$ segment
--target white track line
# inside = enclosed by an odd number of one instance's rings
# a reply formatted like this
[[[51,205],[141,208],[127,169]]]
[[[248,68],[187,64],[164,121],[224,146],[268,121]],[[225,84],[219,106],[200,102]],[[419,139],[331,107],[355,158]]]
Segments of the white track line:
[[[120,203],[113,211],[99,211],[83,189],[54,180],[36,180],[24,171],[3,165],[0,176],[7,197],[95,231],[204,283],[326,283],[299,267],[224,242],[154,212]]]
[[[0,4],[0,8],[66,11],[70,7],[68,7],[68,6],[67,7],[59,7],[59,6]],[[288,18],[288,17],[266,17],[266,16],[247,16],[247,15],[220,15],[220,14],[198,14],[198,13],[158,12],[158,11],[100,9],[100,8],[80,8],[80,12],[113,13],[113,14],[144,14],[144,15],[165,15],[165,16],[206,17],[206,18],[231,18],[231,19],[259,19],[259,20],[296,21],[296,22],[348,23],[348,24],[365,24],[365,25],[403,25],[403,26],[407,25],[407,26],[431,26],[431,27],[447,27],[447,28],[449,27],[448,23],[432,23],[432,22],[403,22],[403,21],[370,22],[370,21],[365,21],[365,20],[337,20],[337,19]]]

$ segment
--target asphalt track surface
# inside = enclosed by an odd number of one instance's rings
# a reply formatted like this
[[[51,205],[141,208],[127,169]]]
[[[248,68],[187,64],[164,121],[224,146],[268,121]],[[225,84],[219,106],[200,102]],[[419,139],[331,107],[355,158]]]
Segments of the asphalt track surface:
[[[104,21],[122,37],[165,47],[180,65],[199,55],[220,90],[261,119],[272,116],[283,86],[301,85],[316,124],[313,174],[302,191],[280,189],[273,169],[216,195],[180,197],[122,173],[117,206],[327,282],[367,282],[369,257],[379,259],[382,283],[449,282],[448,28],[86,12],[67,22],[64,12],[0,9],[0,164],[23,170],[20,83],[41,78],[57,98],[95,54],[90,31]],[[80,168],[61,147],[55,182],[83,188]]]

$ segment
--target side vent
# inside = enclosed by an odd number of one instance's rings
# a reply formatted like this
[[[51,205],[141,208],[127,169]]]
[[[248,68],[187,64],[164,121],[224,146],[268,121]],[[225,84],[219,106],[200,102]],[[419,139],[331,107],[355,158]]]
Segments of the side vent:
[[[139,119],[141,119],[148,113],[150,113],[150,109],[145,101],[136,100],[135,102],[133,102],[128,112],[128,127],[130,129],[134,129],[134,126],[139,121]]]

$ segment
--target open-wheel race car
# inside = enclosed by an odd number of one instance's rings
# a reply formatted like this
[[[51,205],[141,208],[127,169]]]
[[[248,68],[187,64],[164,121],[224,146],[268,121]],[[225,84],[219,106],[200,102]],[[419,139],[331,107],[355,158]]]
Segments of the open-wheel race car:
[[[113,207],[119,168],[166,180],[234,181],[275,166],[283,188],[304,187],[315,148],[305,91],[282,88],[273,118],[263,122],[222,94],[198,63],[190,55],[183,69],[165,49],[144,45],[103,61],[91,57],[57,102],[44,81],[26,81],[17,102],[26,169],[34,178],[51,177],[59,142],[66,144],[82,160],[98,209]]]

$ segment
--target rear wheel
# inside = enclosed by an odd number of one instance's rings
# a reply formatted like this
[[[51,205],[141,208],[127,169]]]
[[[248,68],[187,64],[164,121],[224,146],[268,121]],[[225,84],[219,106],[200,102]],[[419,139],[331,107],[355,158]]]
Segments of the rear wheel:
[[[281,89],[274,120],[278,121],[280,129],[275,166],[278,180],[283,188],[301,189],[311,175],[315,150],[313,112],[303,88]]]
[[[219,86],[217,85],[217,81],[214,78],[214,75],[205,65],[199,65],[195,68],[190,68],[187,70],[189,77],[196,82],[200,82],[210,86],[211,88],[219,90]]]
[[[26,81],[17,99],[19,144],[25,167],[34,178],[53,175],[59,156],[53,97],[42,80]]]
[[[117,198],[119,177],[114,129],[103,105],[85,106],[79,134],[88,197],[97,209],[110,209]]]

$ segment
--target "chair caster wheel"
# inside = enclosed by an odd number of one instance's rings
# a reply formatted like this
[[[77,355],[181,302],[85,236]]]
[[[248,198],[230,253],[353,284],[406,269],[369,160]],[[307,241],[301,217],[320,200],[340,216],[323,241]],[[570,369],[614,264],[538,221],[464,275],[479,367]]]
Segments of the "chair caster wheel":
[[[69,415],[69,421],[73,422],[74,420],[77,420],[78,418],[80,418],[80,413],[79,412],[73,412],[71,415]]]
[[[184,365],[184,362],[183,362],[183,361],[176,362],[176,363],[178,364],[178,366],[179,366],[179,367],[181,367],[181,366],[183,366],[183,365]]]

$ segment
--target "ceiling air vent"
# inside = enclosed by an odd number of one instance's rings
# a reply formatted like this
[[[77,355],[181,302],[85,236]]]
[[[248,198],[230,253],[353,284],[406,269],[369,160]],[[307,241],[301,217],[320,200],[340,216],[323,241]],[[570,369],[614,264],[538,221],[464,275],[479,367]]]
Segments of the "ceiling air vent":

※

Repeat the material above in full. Match it exactly.

**Written solution**
$ segment
--target white track line
# inside = enclosed by an odd number of one instance's rings
# a reply formatted like this
[[[51,205],[141,208],[127,169]]]
[[[248,68],[187,64],[164,121],[224,146],[268,121]],[[225,84],[219,106],[200,102]],[[419,139],[331,107],[355,158]]]
Segments of the white track line:
[[[120,203],[113,211],[99,211],[83,189],[54,180],[36,180],[24,171],[3,165],[0,176],[7,197],[95,231],[204,283],[326,283],[299,267],[224,242],[154,212]]]
[[[0,4],[0,8],[66,11],[70,7],[68,7],[68,6],[67,7],[59,7],[59,6]],[[288,18],[288,17],[266,17],[266,16],[247,16],[247,15],[220,15],[220,14],[198,14],[198,13],[158,12],[158,11],[100,9],[100,8],[80,8],[80,12],[113,13],[113,14],[144,14],[144,15],[165,15],[165,16],[206,17],[206,18],[231,18],[231,19],[259,19],[259,20],[296,21],[296,22],[348,23],[348,24],[365,24],[365,25],[403,25],[403,26],[407,25],[407,26],[431,26],[431,27],[447,27],[447,28],[449,27],[448,23],[432,23],[432,22],[403,22],[403,21],[370,22],[370,21],[365,21],[365,20],[337,20],[337,19]]]

$ segment
--target asphalt track surface
# inside = enclosed by an odd number of one instance's rings
# a reply formatted like this
[[[51,205],[141,208],[127,169]]]
[[[248,68],[187,64],[164,121],[224,146],[268,121]],[[225,84],[219,106],[200,102]],[[419,139],[331,107],[355,158]]]
Segments of the asphalt track surface:
[[[104,21],[122,37],[165,47],[180,65],[199,55],[220,90],[261,119],[272,116],[283,86],[301,85],[316,124],[313,174],[302,191],[280,189],[273,169],[216,195],[180,197],[122,173],[117,206],[327,282],[367,282],[369,257],[379,259],[382,283],[449,282],[448,28],[86,12],[67,22],[64,12],[0,9],[0,164],[23,170],[20,83],[41,78],[57,98],[95,54],[90,31]],[[80,168],[61,147],[55,182],[83,188]]]

$ segment
--target side vent
# inside = enclosed by an odd number of one instance's rings
# a reply formatted like this
[[[51,205],[141,208],[127,169]]]
[[[248,68],[187,64],[164,121],[224,146],[268,121]],[[225,84],[219,106],[200,102]],[[419,139],[331,107],[355,158]]]
Segments of the side vent:
[[[139,119],[141,119],[148,113],[150,113],[150,109],[145,101],[136,100],[135,102],[133,102],[128,112],[128,127],[130,129],[134,129],[134,126],[139,121]]]

$ segment
--target open-wheel race car
# inside = enclosed by an odd number of one instance's rings
# a reply formatted like this
[[[51,205],[141,208],[127,169]]]
[[[248,68],[187,64],[164,121],[224,146],[268,121]],[[225,84],[219,106],[200,102]],[[419,139],[331,107],[355,158]]]
Segments of the open-wheel race car:
[[[113,207],[119,168],[166,180],[234,181],[275,166],[283,188],[304,187],[315,148],[305,91],[282,88],[273,118],[263,122],[222,94],[198,63],[190,55],[183,69],[165,49],[144,45],[103,61],[91,57],[57,102],[44,81],[26,81],[17,102],[26,169],[34,178],[51,177],[59,142],[66,144],[82,160],[98,209]]]

$ segment
--target rear wheel
# inside = enclosed by an odd number of one instance's rings
# a reply formatted like this
[[[51,205],[141,208],[127,169]]]
[[[248,68],[187,64],[164,121],[224,146],[268,121]],[[225,84],[219,106],[200,102]],[[419,139],[331,107],[355,158]]]
Segments of the rear wheel:
[[[281,89],[274,120],[278,121],[280,129],[275,166],[278,180],[283,188],[301,189],[311,175],[315,150],[313,112],[303,88]]]
[[[219,86],[217,85],[217,81],[214,78],[214,75],[205,65],[199,65],[195,68],[190,68],[187,70],[189,77],[196,82],[200,82],[210,86],[211,88],[219,90]]]
[[[26,81],[17,99],[19,144],[25,167],[34,178],[53,175],[59,156],[53,97],[42,80]]]
[[[117,198],[119,177],[114,129],[103,105],[85,106],[79,134],[88,197],[97,209],[110,209]]]

$ segment
--target "chair caster wheel"
# inside = enclosed by an odd number of one instance's rings
# a reply formatted like this
[[[77,355],[181,302],[85,236]]]
[[[248,198],[230,253],[353,284],[406,269],[369,160]],[[307,241],[301,217],[320,200],[340,216],[323,241]],[[570,369],[614,264],[538,221],[464,275],[479,367]]]
Segments of the "chair caster wheel":
[[[69,415],[69,421],[73,422],[74,420],[77,420],[78,418],[80,418],[80,413],[79,412],[73,412],[71,415]]]
[[[184,365],[184,362],[183,362],[183,361],[176,362],[176,363],[178,364],[178,366],[179,366],[179,367],[181,367],[181,366],[183,366],[183,365]]]

$ segment
--target "ceiling air vent"
# inside = enclosed by an odd number of one instance's rings
# a reply formatted like this
[[[77,355],[181,302],[85,236]]]
[[[248,198],[230,253],[353,284],[406,269],[369,160]],[[307,241],[301,217],[320,200],[340,216],[323,241]],[[570,369],[614,264],[538,221],[464,275],[479,367]]]
Segments of the "ceiling air vent":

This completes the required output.